◆ Texto selecionado
—————

Lá se vão dois meses desde que casos de encefalopatia espongiforme bovina, doença conhecida como o mal da vaca louca, foram identificados nos estados do Mato Grosso e de Minas Gerais. A exportação de carne para a China foi imediatamente suspensa. E ainda não foi retomada, mesmo após os casos serem identificados como “atípicos”, ou seja, ocorreram de forma natural e espontânea em animais com mais de oito anos. Os prejuízos, no entanto, estão se avolumando e preocupam os pecuaristas.

INTERNACIONAL Demanda mundial por carne continua forte e preço externo não deve ter queda (Crédito:MIGUEL ROJO)

Com base em dados preliminares da Secretaria de Comércio Exterior (Secex), o Instituto Mato-Grossense de Carne (Imac) divulgou, no dia 26 de outubro, que a média mensal de exportação brasileira de carne bovina caiu 36,7% quando comparada aos dados do mesmo período de 2020. Em volume foram exportadas 83.489 toneladas, mas esse montante é quase 49% inferior ao de outubro do ano passado. Só para o estado do Mato Grosso, o prejuízo com os embargos chineses pode chegar a R$ 1,4 bilhão.

Os impactos da suspensão já começam a preocupar produtores. A pecuarista Chris Morais, responsável por um rancho em Barretos (SP), disse que a demora na retomada das atividades está causando prejuízos diários ao setor, influenciando inclusive no preço da arroba do boi gordo. Após atingir R$ 320 na metade do ano, o valor da commodity caiu para R$ 270 no início de outubro, 13% abaixo do registrado em setembro, segundo dados divulgados pelo Centro de Estudos Avançados em Economia (Cepea).

“A demanda mundial continua firme e os preços internacionais não devem cair tão cedo”, afirmou Marcos Fava Neves, professor da USP Ribeirão Preto e da FGV-SP. Em sua opinião, se a situação durar mais tempo, haverá uma troca de canais, mas não uma queda de preços. Afinal, os custos da produção e do transporte continuam elevados. Já no mercado interno há uma possibilidade de queda no preço das carnes à medida que os estoques destinados à exportação forem remanejados.

—————

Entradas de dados
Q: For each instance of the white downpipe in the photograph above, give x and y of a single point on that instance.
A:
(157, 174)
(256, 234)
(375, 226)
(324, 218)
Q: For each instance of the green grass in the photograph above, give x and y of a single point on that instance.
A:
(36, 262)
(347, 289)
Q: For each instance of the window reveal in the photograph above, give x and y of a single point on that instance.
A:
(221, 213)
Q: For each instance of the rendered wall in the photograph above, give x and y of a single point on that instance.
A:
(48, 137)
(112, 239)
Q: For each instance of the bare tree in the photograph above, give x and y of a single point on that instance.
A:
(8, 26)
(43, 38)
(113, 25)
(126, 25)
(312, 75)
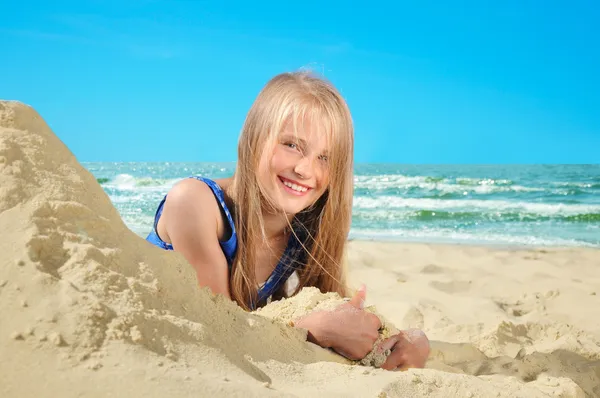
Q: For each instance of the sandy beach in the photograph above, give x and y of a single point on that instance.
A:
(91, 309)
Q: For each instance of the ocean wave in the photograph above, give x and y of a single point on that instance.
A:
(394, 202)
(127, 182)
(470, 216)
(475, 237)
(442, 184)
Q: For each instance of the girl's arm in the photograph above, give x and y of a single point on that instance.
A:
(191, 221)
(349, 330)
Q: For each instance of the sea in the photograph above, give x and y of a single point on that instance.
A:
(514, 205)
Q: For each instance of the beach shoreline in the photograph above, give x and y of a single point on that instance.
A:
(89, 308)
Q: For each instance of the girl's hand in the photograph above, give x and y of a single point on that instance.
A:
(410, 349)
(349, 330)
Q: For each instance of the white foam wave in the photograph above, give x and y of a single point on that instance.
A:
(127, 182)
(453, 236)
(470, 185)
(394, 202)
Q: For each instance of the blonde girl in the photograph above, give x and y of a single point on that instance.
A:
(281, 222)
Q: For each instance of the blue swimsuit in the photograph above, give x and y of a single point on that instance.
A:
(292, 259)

—————

◆ Lista de tarefas
1 - Troque, por favor, "outubro" por "novembro" no trecho do texto sobre a exportação de carne que começa em "INTERNACIONAL Demanda mundial" e termina em "R$ 1,4 bilhão.".
2 - Dê continuidade ao texto sobre a exportação de carne a partir do ponto em que ele termina.
Não é preciso consultar os registros.

◆ Respostas em ordem
1 -
INTERNACIONAL Demanda mundial por carne continua forte e preço externo não deve ter queda (Crédito:MIGUEL ROJO)

Com base em dados preliminares da Secretaria de Comércio Exterior (Secex), o Instituto Mato-Grossense de Carne (Imac) divulgou, no dia 26 de novembro, que a média mensal de exportação brasileira de carne bovina caiu 36,7% quando comparada aos dados do mesmo período de 2020. Em volume foram exportadas 83.489 toneladas, mas esse montante é quase 49% inferior ao de novembro do ano passado. Só para o estado do Mato Grosso, o prejuízo com os embargos chineses pode chegar a R$ 1,4 bilhão.

2 -
PREJUÍZO BILATERAL Há muita especulação sobre o que estaria prolongando o embargo. Já se falou até em uma possível retaliação do governo chinês às declarações do presidente Jair Bolsonaro. Em maio, Bolsonaro afirmou que a pandemia fazia parte de uma “guerra biológica” iniciada pela China. Em outubro, o presidente chegou a fazer uma imitação preconceituosa dos chineses em uma live. Especialistas em agronegócio, como Henrique Dau, economista do Insper, no entanto, dizem não acreditar que a suspensão das exportações esteja relacionada a problemas diplomáticos anteriores à identificação da doença da vaca louca. “A China é muito visceral nessas suspensões. Os britânicos ficaram um ano sem retomar as exportações para a China em razão de um embargo que eles sofreram”, afirmou Dau.

“Se as exportações não retornarem, os preços das carnes na China podem sofrer inflação e prejudicar seu próprio consumidor’’ Marcos Fava Neves USP E FGV-SP (Crédito:Divulgação)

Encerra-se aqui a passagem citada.